Classifying Cell Samples (SVM)
Support Vector Machine (SVM) is a classification and regression technique that is particularly suitable for wide datasets. A wide dataset is one with a large number of predictors, such as might be encountered in the field of bioinformatics (the application of information technology to biochemical and biological data).
A medical researcher has obtained a dataset containing characteristics of a number of human cell samples extracted from patients who were believed to be at risk of developing cancer. Analysis of the original data showed that many of the characteristics differed significantly between benign and malignant samples. The researcher wants to develop an SVM model that can use the values of these cell characteristics in samples from other patients to give an early indication of whether their samples might be benign or malignant.
This example uses the stream named svm_cancer.str, available in the Demos folder under the streams subfolder. The data file is cell_samples.data. See the topic Demos Folder for more information.

#### [Raw data]
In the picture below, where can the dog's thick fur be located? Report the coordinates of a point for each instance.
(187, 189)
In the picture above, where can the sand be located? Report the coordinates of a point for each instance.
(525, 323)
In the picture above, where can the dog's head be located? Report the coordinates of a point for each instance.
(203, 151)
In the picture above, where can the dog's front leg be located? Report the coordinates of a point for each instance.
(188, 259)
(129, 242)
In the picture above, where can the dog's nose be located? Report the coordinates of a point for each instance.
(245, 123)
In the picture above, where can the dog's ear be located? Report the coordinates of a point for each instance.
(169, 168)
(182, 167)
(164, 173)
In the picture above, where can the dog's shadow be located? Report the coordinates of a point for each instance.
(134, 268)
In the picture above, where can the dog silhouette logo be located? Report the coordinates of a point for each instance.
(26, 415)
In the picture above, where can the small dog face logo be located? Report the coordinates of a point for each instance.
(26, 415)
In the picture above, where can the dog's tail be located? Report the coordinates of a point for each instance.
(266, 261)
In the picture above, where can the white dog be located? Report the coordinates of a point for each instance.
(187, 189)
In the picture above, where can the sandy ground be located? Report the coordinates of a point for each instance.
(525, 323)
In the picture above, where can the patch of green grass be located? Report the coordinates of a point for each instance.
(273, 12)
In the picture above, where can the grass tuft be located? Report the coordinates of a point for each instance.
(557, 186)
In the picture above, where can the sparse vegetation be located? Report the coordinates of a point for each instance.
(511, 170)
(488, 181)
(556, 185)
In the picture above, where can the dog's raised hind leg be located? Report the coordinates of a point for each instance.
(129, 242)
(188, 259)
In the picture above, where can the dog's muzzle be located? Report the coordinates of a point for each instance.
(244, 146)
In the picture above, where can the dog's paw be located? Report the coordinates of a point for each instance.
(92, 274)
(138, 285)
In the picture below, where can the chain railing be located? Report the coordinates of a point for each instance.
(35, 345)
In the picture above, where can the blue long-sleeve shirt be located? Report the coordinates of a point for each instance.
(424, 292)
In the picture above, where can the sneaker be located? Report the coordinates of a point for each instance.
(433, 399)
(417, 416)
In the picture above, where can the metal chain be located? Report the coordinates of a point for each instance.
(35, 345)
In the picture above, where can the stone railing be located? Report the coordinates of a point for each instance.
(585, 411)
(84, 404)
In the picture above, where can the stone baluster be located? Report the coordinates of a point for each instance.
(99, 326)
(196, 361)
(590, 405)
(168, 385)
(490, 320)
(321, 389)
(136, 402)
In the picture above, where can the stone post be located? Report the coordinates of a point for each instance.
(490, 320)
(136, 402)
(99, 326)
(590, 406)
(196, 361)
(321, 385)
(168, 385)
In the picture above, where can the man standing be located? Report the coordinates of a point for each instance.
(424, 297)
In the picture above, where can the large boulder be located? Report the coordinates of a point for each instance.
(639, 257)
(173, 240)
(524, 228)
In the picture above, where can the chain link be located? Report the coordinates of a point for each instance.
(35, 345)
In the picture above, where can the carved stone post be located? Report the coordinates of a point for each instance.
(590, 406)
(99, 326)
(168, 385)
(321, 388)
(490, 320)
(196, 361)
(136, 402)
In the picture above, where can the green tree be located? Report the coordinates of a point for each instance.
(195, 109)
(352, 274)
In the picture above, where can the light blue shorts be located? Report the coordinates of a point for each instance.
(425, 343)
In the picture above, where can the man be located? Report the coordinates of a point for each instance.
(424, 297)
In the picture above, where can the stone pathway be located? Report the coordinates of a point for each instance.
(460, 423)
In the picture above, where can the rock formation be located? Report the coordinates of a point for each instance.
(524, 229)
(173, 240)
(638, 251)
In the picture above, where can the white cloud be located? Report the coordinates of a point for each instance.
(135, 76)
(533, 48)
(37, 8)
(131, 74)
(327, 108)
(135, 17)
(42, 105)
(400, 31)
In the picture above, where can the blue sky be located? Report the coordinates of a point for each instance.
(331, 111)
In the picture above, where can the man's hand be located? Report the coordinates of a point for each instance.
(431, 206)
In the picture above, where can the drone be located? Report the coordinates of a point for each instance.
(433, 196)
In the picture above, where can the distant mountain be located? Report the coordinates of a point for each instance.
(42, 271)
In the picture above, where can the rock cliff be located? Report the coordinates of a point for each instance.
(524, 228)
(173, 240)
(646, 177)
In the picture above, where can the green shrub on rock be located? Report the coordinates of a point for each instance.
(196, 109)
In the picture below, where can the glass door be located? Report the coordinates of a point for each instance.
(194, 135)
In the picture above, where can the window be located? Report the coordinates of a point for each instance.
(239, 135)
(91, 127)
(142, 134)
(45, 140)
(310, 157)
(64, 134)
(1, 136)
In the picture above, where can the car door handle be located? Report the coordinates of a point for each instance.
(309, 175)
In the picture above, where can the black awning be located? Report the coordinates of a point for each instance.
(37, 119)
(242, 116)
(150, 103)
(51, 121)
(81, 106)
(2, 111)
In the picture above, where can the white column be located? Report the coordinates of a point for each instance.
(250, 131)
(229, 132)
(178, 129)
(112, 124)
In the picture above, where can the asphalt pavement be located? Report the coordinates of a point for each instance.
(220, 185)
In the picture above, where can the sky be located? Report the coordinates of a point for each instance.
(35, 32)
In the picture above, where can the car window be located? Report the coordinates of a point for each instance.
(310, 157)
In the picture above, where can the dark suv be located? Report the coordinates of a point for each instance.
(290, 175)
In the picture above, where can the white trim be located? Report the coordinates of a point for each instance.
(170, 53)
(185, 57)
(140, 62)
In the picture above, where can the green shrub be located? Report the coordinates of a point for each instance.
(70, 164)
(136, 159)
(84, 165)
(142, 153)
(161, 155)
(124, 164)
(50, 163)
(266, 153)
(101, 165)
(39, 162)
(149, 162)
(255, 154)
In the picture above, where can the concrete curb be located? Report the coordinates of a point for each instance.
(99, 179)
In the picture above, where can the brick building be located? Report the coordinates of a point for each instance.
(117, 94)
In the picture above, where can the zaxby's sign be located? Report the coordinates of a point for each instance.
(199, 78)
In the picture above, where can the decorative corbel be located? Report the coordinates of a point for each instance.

#### [Prompt 1]
Revise the text on classifying cell samples with SVM, starting at "Support Vector Machine" and ending at "and biological data).", so that "bioinformatics" is replaced by "genomics".
#### [Prompt 2]
Pick up the text on classifying cell samples with SVM after its last sentence and continue it.

#### [Exercise output 1]
Support Vector Machine (SVM) is a classification and regression technique that is particularly suitable for wide datasets. A wide dataset is one with a large number of predictors, such as might be encountered in the field of genomics (the application of information technology to biochemical and biological data).

#### [Exercise output 2]
The example is based on a dataset that is publicly available from the UCI Machine Learning Repository . The dataset consists of several hundred human cell sample records, each of which contains the values of a set of cell characteristics. The fields in each record are:
Field name | Description |
---|---|
ID | Patient identifier |
Clump | Clump thickness |
UnifSize | Uniformity of cell size |
UnifShape | Uniformity of cell shape |
MargAdh | Marginal adhesion |
SingEpiSize | Single epithelial cell size |
BareNuc | Bare nuclei |
BlandChrom | Bland chromatin |
NormNucl | Normal nucleoli |
Mit | Mitoses |
Class | Benign or malignant |
For the purposes of this example, we're using a dataset that has a relatively small number of predictors in each record.